[Ausgewählter Text]

-.-.-

Kosten- und Gebührenrecht

Zu den Anforderungen an einen Klageerzwingungsantrag und einen zugehörigen PKH-Antrag

Aktenzeichen  4 Ws 148/20, 4 Ws 168/20, 4 Ws 184/20, 4 Ws 185/20, 4 Ws 186/20

Datum:
13.10.2020
Fundstelle:
BeckRS – 2020, 40769
Gerichtsart:
OLG
Gerichtsort:
München
Rechtsweg:
Ordentliche Gerichtsbarkeit
Normen:
StPO § 172 Abs. 2, Abs. 3, § 174 Abs. 1
ZPO § 114, § 115, § 117 Abs. 4
EMRK Art. 19, Art. 32 Abs. 1, Art. 34, Art. 35
AEUV Art. 267

 

Leitsatz

1. Ein Antrag auf gerichtliche Entscheidung gem. § 172 Abs. 2 Satz 1 StPO muss zwingend von einem Rechtsanwalt unterzeichnet sein. Dabei muss der Anwalt im Rahmen seiner Berufspflichten erkennbar auch die inhaltliche Verantwortung für den Antrag übernehmen, an dessen Abfassung gestaltend mitwirken und sich gegebenenfalls durch Akteneinsicht Kenntnis über die im Antrag aufzuführenden Daten verschaffen.  (Rn. 6) (redaktioneller Leitsatz)

-.-.-

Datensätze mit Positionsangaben
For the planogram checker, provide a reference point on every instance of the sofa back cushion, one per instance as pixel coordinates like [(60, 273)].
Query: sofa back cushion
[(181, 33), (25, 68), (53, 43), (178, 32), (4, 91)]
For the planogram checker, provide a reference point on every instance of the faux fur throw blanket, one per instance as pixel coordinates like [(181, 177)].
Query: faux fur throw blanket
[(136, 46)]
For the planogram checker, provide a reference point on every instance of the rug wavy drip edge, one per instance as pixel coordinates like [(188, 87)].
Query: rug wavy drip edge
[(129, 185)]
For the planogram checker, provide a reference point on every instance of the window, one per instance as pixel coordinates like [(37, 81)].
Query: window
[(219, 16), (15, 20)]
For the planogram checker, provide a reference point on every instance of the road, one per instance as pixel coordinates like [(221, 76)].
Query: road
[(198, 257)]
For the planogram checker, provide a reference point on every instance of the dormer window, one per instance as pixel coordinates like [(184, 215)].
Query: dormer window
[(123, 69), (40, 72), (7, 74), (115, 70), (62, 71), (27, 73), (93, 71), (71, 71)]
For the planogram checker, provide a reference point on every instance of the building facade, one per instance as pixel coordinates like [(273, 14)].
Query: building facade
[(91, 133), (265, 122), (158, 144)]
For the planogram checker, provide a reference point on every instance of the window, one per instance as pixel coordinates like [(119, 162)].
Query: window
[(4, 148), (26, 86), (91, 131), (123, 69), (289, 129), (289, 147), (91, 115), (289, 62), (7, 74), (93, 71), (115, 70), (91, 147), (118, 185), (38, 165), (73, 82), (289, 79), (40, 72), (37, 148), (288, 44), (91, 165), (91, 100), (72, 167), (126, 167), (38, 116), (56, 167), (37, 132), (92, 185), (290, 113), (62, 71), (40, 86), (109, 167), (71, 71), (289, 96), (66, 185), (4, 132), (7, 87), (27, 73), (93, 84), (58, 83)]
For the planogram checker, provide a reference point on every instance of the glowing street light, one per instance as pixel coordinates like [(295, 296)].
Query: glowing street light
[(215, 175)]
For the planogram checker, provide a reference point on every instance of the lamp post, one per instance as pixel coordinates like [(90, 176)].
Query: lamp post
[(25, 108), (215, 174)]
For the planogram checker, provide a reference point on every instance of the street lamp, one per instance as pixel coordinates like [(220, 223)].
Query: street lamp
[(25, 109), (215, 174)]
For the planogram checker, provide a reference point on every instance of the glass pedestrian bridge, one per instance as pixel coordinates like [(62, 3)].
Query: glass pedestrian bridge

-.-.-

[Aufgabe]
Führe den Text über die Anforderungen an einen Klageerzwingungsantrag nach seinem letzten Satz weiter.

[Lösung]
2. Bei der Entscheidung über einen Prozesskostenhilfeantrag im Klageerzwingungsverfahren dürfen die Anforderungen an die Darlegungslast des anwaltlich nicht beratenen Antragstellers nicht überspannt werden dürfen. Erforderlich ist aber zumindest eine schlüssige Schilderung der Tatsachen und eine Bezeichnung der wesentlichen Beweismittel, aus denen sich die behaupteten strafbaren Handlungen ergeben sollen.  (Rn. 9) (redaktioneller Leitsatz)
3. Prozesskostenhilfe kann überdies nur bewilligt werden, wenn und soweit der Antragsteller angesichts seiner persönlichen und wirtschaftlichen Verhältnisse die Kosten der beabsichtigten Rechtsverfolgung oder Rechtsverteidigung nicht, nur zum Teil oder nur in Raten aufbringen könnte. (Rn. 10) (redaktioneller Leitsatz)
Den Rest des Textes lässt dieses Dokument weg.